In the listing below, replace every "target" with "object" and change nothing else. Leave the pictures out of your answer.

#### Exercise inputs

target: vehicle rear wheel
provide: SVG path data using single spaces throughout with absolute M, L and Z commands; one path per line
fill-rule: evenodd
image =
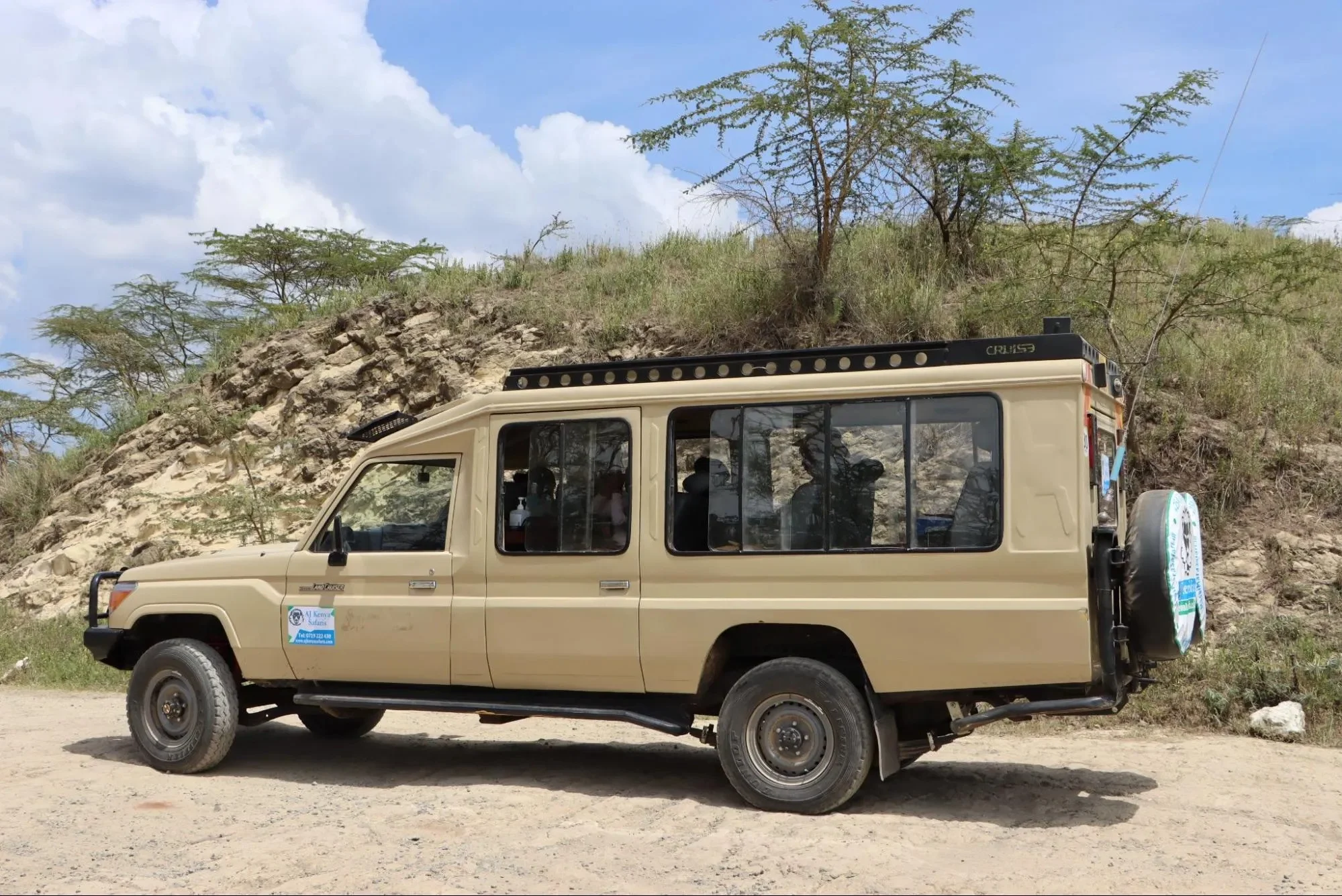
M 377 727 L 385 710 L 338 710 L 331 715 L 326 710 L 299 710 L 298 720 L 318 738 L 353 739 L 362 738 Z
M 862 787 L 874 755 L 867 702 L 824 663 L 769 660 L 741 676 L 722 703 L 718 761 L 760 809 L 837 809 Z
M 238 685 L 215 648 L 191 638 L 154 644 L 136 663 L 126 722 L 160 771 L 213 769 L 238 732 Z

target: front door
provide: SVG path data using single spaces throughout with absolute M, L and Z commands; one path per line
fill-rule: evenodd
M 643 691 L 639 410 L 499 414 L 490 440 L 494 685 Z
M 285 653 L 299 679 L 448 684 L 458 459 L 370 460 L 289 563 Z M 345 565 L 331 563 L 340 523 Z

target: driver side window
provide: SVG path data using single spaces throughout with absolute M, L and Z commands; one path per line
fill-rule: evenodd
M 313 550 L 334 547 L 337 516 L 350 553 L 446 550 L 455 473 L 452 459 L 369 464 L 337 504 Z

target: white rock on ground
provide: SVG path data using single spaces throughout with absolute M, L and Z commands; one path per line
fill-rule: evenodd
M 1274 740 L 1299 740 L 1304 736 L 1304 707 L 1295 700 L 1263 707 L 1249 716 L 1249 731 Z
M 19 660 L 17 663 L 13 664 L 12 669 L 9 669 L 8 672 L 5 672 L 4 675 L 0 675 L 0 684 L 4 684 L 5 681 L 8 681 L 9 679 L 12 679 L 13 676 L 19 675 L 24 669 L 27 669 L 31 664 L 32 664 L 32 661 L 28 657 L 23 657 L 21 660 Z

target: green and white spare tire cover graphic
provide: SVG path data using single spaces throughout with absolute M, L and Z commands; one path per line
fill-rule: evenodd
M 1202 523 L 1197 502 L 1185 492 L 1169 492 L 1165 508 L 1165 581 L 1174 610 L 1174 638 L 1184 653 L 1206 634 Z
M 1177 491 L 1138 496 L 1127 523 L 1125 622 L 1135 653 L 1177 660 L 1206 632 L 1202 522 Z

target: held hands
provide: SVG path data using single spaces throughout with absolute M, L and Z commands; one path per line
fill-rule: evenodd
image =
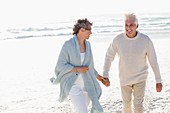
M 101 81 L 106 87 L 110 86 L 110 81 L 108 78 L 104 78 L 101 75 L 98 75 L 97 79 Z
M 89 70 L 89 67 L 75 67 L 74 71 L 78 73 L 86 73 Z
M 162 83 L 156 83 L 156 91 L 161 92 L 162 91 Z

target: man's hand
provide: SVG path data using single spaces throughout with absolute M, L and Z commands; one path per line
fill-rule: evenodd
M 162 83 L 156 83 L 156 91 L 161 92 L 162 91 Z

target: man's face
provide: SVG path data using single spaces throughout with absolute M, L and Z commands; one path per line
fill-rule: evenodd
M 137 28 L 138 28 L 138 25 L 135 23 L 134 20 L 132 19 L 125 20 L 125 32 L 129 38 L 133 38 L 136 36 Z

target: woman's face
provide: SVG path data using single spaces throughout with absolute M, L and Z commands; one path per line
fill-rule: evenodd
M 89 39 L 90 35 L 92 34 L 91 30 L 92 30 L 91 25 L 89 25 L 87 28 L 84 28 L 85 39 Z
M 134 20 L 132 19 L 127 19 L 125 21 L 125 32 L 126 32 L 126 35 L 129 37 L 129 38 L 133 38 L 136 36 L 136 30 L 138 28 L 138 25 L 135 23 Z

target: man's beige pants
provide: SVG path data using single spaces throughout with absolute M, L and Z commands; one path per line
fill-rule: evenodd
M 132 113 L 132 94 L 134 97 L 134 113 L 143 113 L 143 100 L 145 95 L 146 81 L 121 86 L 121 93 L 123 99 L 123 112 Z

########

### Exercise answer
object: vehicle rear wheel
provide: SVG path data using single spaces throughout with absolute M, L and Z commands; one path per line
fill-rule: evenodd
image =
M 377 727 L 385 710 L 338 710 L 331 715 L 326 710 L 299 710 L 298 720 L 318 738 L 353 739 L 362 738 Z
M 862 787 L 874 755 L 867 702 L 824 663 L 769 660 L 741 676 L 722 703 L 718 761 L 760 809 L 837 809 Z
M 238 685 L 215 648 L 191 638 L 154 644 L 136 663 L 126 722 L 160 771 L 213 769 L 238 732 Z

object: front door
provide: SVG path data using single spaces throughout with absolute M, L and Z commands; one path per line
fill-rule: evenodd
M 643 691 L 639 410 L 499 414 L 490 440 L 494 685 Z
M 285 653 L 299 679 L 448 684 L 458 459 L 370 460 L 289 563 Z M 345 565 L 331 563 L 340 523 Z

object: driver side window
provide: SVG path data using single spaces throughout with absolute M, L and Z commands; one path per line
fill-rule: evenodd
M 313 550 L 334 547 L 337 516 L 350 553 L 446 550 L 455 473 L 452 459 L 369 464 L 337 504 Z

object: white rock on ground
provide: SVG path data using single spaces throughout with absolute M, L and Z commands; one path per line
fill-rule: evenodd
M 1274 740 L 1299 740 L 1304 736 L 1304 707 L 1295 700 L 1263 707 L 1249 716 L 1249 731 Z
M 19 660 L 17 663 L 13 664 L 12 669 L 9 669 L 8 672 L 5 672 L 4 675 L 0 675 L 0 684 L 4 684 L 5 681 L 8 681 L 9 679 L 12 679 L 13 676 L 19 675 L 24 669 L 27 669 L 31 664 L 32 664 L 32 661 L 28 657 L 23 657 L 21 660 Z

object: green and white spare tire cover graphic
provide: SVG path data using single spaces throughout with absolute M, L and Z commands; one path per line
fill-rule: evenodd
M 1202 523 L 1197 502 L 1185 492 L 1169 492 L 1165 508 L 1165 581 L 1174 610 L 1174 638 L 1184 653 L 1206 634 Z
M 1177 491 L 1138 496 L 1127 523 L 1125 622 L 1135 653 L 1177 660 L 1206 632 L 1202 522 Z

object: held hands
provide: SVG path data using single spaces throughout with absolute M, L and Z commands; one path per line
fill-rule: evenodd
image =
M 101 81 L 106 87 L 110 86 L 110 81 L 108 78 L 104 78 L 101 75 L 98 75 L 97 79 Z
M 89 70 L 89 67 L 75 67 L 74 71 L 78 73 L 86 73 Z
M 162 83 L 156 83 L 156 91 L 161 92 L 162 91 Z

object: man's hand
provide: SVG path data using single spaces throughout with absolute M, L and Z commands; one path per line
fill-rule: evenodd
M 162 83 L 156 83 L 156 91 L 161 92 L 162 91 Z

object: man's face
provide: SVG path data using single spaces throughout with absolute M, L and Z commands; one path per line
fill-rule: evenodd
M 137 28 L 138 28 L 138 25 L 135 23 L 134 20 L 132 19 L 125 20 L 125 32 L 129 38 L 133 38 L 136 36 Z

object: woman's face
provide: SVG path data using single spaces throughout with absolute M, L and Z commands; one path per line
fill-rule: evenodd
M 89 39 L 90 35 L 92 34 L 91 30 L 92 30 L 91 25 L 89 25 L 87 28 L 84 28 L 85 39 Z
M 134 20 L 132 19 L 127 19 L 125 21 L 125 32 L 126 32 L 126 35 L 129 37 L 129 38 L 133 38 L 136 36 L 136 30 L 138 28 L 138 25 L 135 23 Z

object: man's beige pants
provide: SVG path data using single spaces throughout with absolute M, L and Z commands; one path per line
fill-rule: evenodd
M 132 113 L 132 94 L 134 97 L 134 113 L 143 113 L 143 100 L 145 95 L 146 81 L 121 86 L 121 93 L 123 99 L 123 112 Z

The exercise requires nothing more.